TSK’daki üst subaylar genelde ‘İdealist subay’ tipinde olup, laiklik hassasiyeti nispeten yüksek, ‘devre ruhu’ gibi kollektif değerleri önemseyen, elitist, mutlak itaate önem veren, şahsi kariyerinden ziyade TSK’nın kurumsal kişiliğini önemseyen, subaylık tercihleri nispeten ailelerinin kararı neticesinde şekillenmiş, merkez-sol perspektiften dünyaya bakan subaylardır.
Genç subaylar (Binbaşı, yüzbaşı, Üsteğmen ve Teğmen):
TSK’daki genç subaylar (özellikle üniversite mezunu sözleşmeli subaylar) genelde ‘memur subay’ tipinde olup, laiklik hassasiyeti nispeten düşük, kollektif değerlerden ziyade bireysel kariyerini önemseyen, ailevi geçim ve uzun dönemli yatırım kaygısı taşıyan, kendi gelişimini TSK’nın kurumsal kişiliğinin önüne koyan, subaylık tercihleri nispeten kendi bilinçli tercihleri olan, merkez-sağ perspektiften dünyaya bakmakta.

Yapılacaklar>
- 1) Okuma metnine göre genç subaylar dünyaya hangi perspektiften bakıyor?
- 2) Okuma metninde "TSK’daki üst subaylar" sözlerinden "dünyaya bakan subaylardır." sözlerine kadar uzanan kısmın hepsini aynen tekrarlayın.

Kaynak Veriler>

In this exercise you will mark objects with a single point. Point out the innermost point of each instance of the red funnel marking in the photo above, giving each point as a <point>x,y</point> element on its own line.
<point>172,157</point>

Görev Yanıtları>
- 1) Merkez-sağ perspektiften.

- 2)
TSK’daki üst subaylar genelde ‘İdealist subay’ tipinde olup, laiklik hassasiyeti nispeten yüksek, ‘devre ruhu’ gibi kollektif değerleri önemseyen, elitist, mutlak itaate önem veren, şahsi kariyerinden ziyade TSK’nın kurumsal kişiliğini önemseyen, subaylık tercihleri nispeten ailelerinin kararı neticesinde şekillenmiş, merkez-sol perspektiften dünyaya bakan subaylardır.